[Collected data]
========

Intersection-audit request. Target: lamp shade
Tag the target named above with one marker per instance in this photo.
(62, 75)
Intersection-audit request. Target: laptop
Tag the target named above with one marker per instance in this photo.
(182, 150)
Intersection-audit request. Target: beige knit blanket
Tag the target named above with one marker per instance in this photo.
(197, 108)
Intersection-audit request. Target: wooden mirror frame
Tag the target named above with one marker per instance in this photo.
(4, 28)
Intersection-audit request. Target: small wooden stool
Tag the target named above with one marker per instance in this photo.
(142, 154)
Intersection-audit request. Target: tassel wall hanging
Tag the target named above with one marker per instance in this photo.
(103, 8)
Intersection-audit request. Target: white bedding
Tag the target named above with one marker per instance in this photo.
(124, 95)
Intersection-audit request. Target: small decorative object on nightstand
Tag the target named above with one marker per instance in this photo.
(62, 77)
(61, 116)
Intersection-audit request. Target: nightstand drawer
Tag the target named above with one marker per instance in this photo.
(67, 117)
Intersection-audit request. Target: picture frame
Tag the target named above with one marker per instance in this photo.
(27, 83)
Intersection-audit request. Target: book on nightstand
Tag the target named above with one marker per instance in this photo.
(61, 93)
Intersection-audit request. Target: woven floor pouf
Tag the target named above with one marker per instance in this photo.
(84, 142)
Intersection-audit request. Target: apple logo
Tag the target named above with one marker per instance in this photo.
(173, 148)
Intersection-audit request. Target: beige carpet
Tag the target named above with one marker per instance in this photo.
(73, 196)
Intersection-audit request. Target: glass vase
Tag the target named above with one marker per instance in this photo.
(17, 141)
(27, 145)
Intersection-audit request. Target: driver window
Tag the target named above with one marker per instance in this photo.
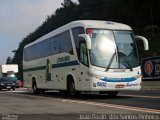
(83, 53)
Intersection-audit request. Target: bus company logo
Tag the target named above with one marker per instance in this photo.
(131, 84)
(120, 86)
(148, 67)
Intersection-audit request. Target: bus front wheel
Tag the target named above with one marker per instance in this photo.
(112, 93)
(35, 89)
(71, 89)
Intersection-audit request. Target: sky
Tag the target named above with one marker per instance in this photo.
(18, 18)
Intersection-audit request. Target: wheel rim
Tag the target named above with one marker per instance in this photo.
(34, 87)
(72, 89)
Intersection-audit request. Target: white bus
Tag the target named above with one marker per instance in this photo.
(84, 56)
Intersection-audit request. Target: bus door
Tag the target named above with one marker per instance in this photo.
(84, 64)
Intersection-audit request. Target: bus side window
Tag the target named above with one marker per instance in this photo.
(83, 57)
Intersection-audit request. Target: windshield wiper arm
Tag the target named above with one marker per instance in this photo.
(127, 63)
(110, 61)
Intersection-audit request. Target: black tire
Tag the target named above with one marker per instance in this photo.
(71, 89)
(63, 92)
(112, 93)
(35, 89)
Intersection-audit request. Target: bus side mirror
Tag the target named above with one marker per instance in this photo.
(87, 38)
(145, 42)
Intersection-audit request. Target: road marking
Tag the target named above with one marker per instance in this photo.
(138, 109)
(141, 96)
(113, 106)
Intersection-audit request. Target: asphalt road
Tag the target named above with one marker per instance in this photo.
(22, 104)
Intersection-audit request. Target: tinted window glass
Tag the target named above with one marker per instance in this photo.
(76, 31)
(66, 45)
(55, 44)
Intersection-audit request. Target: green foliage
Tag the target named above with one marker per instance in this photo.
(142, 15)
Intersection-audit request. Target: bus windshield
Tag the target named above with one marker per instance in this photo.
(113, 49)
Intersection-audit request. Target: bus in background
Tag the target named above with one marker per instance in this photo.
(84, 56)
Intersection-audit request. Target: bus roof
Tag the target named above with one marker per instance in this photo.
(86, 24)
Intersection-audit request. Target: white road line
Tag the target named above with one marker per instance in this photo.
(141, 96)
(146, 110)
(113, 106)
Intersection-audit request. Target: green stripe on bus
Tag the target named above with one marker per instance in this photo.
(34, 69)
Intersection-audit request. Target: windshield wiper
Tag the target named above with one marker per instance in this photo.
(130, 67)
(110, 61)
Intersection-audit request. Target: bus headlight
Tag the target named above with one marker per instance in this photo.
(2, 84)
(138, 76)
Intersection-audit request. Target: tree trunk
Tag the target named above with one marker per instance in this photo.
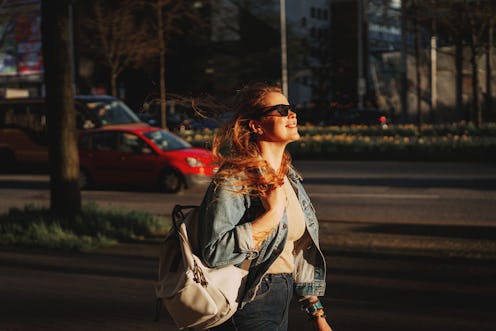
(403, 70)
(475, 82)
(489, 69)
(113, 83)
(161, 45)
(459, 79)
(65, 197)
(417, 71)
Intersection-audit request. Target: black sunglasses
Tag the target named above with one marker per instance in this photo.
(283, 110)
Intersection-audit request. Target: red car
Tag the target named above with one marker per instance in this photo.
(137, 154)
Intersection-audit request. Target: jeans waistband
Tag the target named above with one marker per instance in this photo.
(272, 277)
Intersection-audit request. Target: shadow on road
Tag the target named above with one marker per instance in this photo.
(476, 184)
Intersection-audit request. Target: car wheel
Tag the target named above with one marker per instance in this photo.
(84, 179)
(171, 181)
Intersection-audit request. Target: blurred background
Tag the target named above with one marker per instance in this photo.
(416, 61)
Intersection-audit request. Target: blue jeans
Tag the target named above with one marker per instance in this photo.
(269, 309)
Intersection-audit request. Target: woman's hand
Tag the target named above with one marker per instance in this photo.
(274, 204)
(320, 324)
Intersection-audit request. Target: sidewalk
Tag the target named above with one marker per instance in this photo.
(112, 288)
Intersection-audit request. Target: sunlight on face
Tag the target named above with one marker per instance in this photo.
(280, 129)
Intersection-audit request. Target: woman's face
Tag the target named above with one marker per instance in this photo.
(275, 127)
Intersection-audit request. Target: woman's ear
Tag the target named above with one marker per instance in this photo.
(255, 127)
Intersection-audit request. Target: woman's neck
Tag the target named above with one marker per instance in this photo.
(272, 153)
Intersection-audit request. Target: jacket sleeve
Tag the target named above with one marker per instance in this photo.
(224, 239)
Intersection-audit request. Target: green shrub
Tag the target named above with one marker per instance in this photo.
(33, 226)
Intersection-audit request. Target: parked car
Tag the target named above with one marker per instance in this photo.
(23, 125)
(367, 116)
(137, 154)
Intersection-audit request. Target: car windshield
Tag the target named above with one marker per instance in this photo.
(112, 111)
(166, 141)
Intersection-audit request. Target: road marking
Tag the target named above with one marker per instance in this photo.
(376, 195)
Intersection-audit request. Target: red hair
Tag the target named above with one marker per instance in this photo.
(236, 151)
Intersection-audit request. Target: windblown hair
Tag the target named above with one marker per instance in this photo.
(236, 151)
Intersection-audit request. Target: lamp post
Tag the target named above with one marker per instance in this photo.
(284, 55)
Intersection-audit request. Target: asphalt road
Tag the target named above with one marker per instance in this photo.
(383, 192)
(410, 246)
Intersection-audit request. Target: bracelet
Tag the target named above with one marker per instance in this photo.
(314, 307)
(318, 314)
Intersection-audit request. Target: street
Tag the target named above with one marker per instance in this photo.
(409, 246)
(383, 192)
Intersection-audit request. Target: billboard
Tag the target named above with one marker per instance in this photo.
(20, 38)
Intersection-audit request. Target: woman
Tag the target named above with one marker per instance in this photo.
(256, 209)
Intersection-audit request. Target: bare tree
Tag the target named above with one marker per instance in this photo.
(169, 16)
(118, 36)
(65, 197)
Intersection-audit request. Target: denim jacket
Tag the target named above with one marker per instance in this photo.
(225, 235)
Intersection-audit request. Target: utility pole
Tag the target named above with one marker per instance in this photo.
(284, 52)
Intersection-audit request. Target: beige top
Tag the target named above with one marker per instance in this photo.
(296, 228)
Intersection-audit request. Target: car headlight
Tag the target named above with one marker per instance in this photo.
(194, 162)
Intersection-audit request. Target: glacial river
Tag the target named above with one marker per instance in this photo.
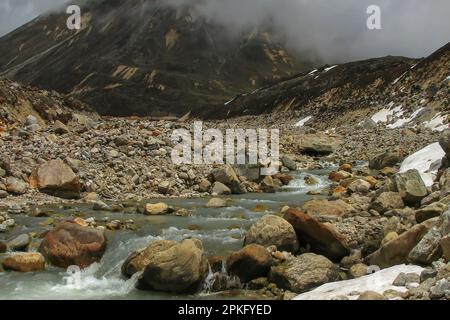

========

## INSTRUCTION
Which lines in the data contain the word "face"? List each of those lines in full.

## CORRECT RESPONSE
Intersection-audit request. Target: sunlight on face
Intersection-audit request. Target: woman's face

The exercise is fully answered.